SK‑Ana provides a unified workflow to deconvolve, model, and interpret time‑resolved spectro‑kinetic data using both data‑driven and mechanistic approaches—bridging experiment, analysis, and simulation for robust mechanistic insight.

Docker container

For cross-platform compatibility, the preferred installation method is through a Docker container. SK-Ana provides multi-platform Docker images that automatically work on Windows, Linux, Intel Mac, and Apple Silicon Mac.

🔄 Automated Builds: Docker images are automatically built and published via GitHub Actions when new code is pushed. Both amd64 and arm64 architectures are built simultaneously and combined into a single multi-platform image.

Prerequisites

  1. Install Docker Desktop
    • Windows: Docker Desktop for Windows
    • Mac: Docker Desktop for Mac (supports both Intel and Apple Silicon)

◆ ◆ ◆

**PROBLEM SET**
[A] Could you copy the SK-Ana excerpt word for word, starting with "SK‑Ana provides a" and going on through "and Apple Silicon)"?
[B] How many lines of the listing contain the string "trunk", counting case? Reply with the number alone.
The SK-Ana excerpt and the listing come from unrelated sources.

**ENTRIES SHOWN**
◆ ◆ ◆

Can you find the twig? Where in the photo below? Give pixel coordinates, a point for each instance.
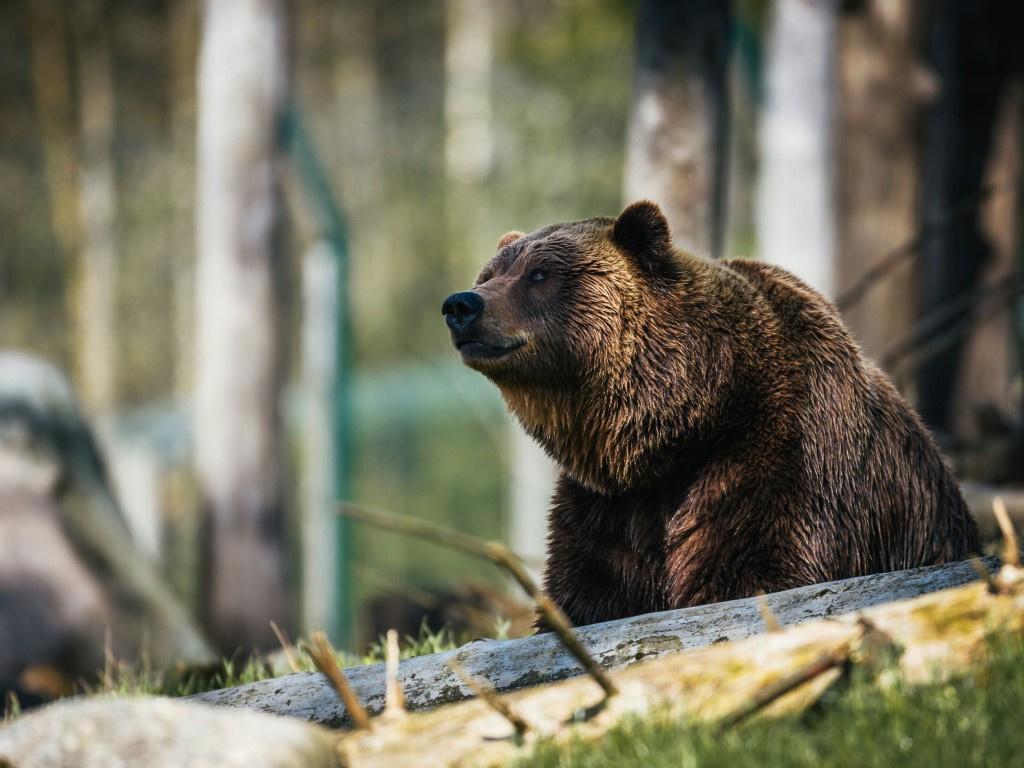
(779, 688)
(502, 556)
(1012, 556)
(894, 258)
(928, 330)
(394, 698)
(484, 690)
(285, 646)
(771, 622)
(323, 656)
(983, 573)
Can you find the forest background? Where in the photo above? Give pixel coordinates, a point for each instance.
(437, 125)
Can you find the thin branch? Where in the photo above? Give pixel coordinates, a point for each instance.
(909, 348)
(286, 646)
(394, 698)
(983, 574)
(323, 655)
(502, 556)
(779, 688)
(482, 689)
(770, 620)
(1012, 556)
(894, 258)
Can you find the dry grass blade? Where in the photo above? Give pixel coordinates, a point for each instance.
(286, 646)
(1013, 550)
(394, 699)
(323, 656)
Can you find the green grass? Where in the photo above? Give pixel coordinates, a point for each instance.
(138, 679)
(976, 719)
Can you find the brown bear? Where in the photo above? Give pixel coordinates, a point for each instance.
(718, 429)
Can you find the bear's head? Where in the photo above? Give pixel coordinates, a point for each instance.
(555, 307)
(576, 324)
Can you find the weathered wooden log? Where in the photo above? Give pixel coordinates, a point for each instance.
(429, 681)
(919, 640)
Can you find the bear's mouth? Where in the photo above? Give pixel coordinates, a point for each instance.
(480, 350)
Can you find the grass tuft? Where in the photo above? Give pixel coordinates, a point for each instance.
(974, 719)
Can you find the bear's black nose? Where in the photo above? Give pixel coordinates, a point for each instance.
(460, 309)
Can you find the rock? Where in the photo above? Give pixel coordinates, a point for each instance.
(73, 585)
(160, 733)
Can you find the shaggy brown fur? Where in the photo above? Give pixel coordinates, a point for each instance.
(718, 429)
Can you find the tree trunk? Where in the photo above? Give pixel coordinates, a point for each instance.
(795, 201)
(973, 48)
(883, 87)
(242, 87)
(678, 134)
(95, 279)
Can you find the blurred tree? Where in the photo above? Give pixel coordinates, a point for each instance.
(94, 287)
(974, 47)
(884, 86)
(679, 122)
(239, 454)
(795, 199)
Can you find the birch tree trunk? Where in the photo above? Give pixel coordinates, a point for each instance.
(678, 134)
(242, 86)
(795, 211)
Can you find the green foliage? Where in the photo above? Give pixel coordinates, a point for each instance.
(974, 719)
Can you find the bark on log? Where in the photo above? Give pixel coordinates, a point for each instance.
(428, 681)
(915, 641)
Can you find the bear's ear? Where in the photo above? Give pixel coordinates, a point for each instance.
(642, 230)
(508, 238)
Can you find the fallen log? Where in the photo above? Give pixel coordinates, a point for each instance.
(916, 641)
(510, 665)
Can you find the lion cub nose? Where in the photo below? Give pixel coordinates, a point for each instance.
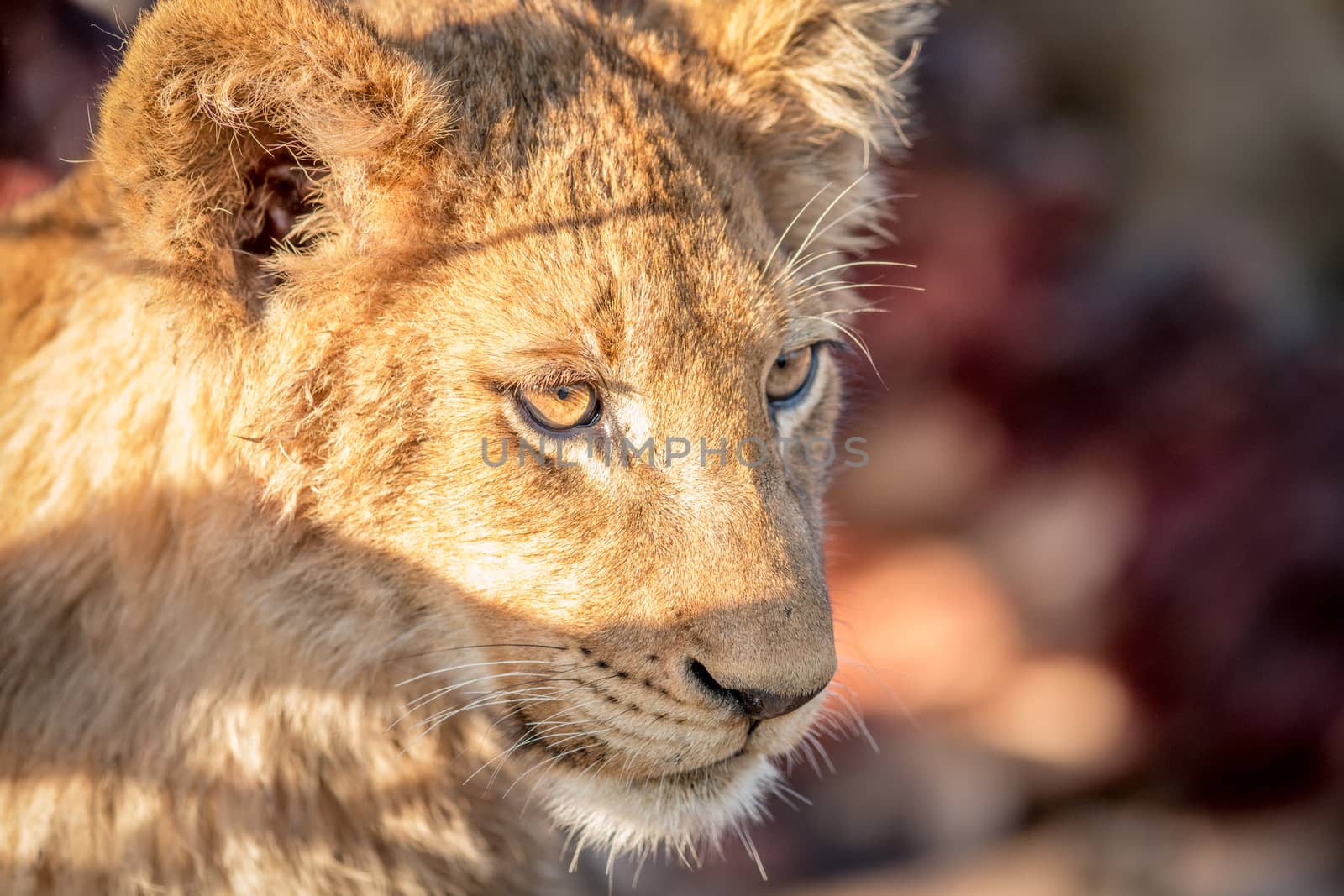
(753, 703)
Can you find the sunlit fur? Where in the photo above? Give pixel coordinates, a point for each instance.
(269, 624)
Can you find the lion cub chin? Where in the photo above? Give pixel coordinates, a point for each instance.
(418, 407)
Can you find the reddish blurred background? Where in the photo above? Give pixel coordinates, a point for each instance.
(1090, 586)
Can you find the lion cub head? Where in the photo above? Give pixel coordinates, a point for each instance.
(538, 304)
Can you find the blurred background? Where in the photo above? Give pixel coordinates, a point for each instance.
(1090, 586)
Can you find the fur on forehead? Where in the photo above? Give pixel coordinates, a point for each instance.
(396, 107)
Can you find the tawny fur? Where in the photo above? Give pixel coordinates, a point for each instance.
(244, 493)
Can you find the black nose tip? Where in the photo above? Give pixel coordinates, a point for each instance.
(753, 703)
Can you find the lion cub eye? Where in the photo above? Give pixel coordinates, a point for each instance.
(561, 407)
(790, 375)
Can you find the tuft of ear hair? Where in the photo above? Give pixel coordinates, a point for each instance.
(233, 120)
(826, 87)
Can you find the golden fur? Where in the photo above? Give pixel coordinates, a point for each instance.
(244, 492)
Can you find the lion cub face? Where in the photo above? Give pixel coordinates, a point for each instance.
(544, 307)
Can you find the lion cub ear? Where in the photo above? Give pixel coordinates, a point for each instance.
(237, 127)
(824, 85)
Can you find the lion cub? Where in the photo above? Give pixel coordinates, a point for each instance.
(275, 614)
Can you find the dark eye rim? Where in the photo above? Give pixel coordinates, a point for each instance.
(591, 414)
(796, 396)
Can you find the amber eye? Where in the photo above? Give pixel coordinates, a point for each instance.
(790, 374)
(561, 407)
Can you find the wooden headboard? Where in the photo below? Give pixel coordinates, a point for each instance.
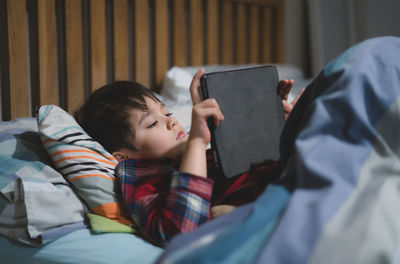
(58, 51)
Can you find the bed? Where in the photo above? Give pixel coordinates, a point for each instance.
(57, 52)
(54, 53)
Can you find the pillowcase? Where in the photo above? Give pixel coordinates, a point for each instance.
(84, 163)
(37, 205)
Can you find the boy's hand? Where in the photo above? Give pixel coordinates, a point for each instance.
(194, 158)
(195, 87)
(285, 86)
(201, 112)
(219, 210)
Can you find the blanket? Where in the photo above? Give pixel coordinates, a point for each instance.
(36, 204)
(338, 196)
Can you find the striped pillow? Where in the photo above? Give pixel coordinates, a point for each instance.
(82, 161)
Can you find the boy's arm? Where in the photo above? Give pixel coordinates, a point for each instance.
(162, 209)
(194, 158)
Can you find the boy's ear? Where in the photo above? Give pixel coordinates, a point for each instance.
(124, 154)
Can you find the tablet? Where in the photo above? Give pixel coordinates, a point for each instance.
(250, 102)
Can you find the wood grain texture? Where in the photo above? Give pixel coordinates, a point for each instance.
(18, 59)
(161, 41)
(196, 32)
(121, 40)
(267, 36)
(255, 19)
(241, 34)
(179, 33)
(98, 50)
(227, 33)
(212, 32)
(142, 42)
(74, 51)
(47, 52)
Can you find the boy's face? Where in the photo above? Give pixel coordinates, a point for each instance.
(158, 134)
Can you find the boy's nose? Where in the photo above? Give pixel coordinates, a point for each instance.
(171, 123)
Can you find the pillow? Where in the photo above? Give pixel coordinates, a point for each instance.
(85, 164)
(35, 199)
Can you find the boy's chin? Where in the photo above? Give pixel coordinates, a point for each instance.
(178, 151)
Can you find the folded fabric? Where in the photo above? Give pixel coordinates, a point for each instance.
(99, 224)
(84, 163)
(35, 198)
(341, 150)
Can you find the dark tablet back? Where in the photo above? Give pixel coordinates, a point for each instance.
(253, 113)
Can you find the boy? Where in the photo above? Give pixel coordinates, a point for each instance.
(168, 178)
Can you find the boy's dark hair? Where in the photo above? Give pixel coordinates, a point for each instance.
(104, 116)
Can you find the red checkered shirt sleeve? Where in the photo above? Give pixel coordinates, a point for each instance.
(161, 201)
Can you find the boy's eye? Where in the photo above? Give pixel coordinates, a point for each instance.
(153, 124)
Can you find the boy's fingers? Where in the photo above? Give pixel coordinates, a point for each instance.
(207, 112)
(195, 86)
(297, 97)
(285, 86)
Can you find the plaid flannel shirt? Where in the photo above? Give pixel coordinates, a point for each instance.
(163, 202)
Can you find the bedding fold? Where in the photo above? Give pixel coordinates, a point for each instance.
(38, 205)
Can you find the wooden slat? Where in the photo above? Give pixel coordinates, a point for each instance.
(268, 3)
(74, 51)
(161, 41)
(98, 56)
(267, 36)
(18, 56)
(142, 42)
(280, 32)
(196, 32)
(47, 52)
(121, 40)
(254, 33)
(212, 32)
(179, 33)
(227, 33)
(241, 36)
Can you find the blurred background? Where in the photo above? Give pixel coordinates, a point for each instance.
(319, 30)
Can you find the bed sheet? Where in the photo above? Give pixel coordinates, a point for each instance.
(82, 247)
(341, 148)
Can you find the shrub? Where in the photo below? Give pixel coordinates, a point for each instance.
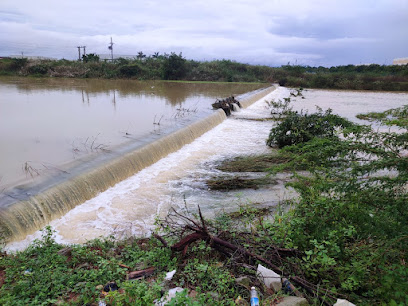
(302, 127)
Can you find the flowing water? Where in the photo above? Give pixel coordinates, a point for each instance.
(178, 180)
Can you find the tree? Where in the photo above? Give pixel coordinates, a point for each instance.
(174, 67)
(91, 57)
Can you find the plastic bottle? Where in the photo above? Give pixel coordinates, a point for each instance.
(254, 297)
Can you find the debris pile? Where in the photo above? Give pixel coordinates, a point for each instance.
(228, 104)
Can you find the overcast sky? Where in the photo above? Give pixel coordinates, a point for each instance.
(269, 32)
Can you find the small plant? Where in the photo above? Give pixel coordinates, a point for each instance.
(301, 127)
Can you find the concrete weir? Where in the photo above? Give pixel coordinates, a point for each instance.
(27, 208)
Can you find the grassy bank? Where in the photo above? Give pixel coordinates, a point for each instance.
(346, 236)
(176, 67)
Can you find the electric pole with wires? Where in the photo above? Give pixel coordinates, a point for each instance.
(110, 47)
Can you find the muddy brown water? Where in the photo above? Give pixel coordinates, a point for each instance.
(47, 122)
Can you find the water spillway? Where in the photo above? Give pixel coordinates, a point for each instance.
(27, 208)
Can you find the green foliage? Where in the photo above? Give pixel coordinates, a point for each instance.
(130, 70)
(301, 127)
(173, 67)
(39, 275)
(350, 218)
(91, 57)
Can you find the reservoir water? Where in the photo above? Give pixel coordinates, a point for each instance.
(47, 122)
(178, 180)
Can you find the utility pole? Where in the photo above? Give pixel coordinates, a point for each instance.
(110, 47)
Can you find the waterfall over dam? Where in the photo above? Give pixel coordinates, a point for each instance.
(27, 208)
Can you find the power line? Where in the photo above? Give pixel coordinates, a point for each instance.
(79, 52)
(110, 47)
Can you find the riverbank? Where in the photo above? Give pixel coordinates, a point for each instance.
(345, 236)
(175, 67)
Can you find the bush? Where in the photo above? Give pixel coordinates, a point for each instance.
(131, 70)
(302, 127)
(174, 67)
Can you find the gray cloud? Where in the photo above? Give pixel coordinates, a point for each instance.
(275, 32)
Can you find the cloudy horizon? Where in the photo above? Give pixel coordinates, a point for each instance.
(315, 32)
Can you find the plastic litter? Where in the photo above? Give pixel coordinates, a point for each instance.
(254, 301)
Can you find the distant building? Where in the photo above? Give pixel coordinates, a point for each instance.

◆ ◆ ◆

**WORKED SOLUTIONS**
[A]
SK‑Ana provides a unified workflow to deconvolve, model, and interpret time‑resolved spectro‑kinetic data using both data‑driven and mechanistic approaches—bridging experiment, analysis, and simulation for robust mechanistic insight.

Docker container

For cross-platform compatibility, the preferred installation method is through a Docker container. SK-Ana provides multi-platform Docker images that automatically work on Windows, Linux, Intel Mac, and Apple Silicon Mac.

🔄 Automated Builds: Docker images are automatically built and published via GitHub Actions when new code is pushed. Both amd64 and arm64 architectures are built simultaneously and combined into a single multi-platform image.

Prerequisites

  1. Install Docker Desktop
    • Windows: Docker Desktop for Windows
    • Mac: Docker Desktop for Mac (supports both Intel and Apple Silicon)

[B] 2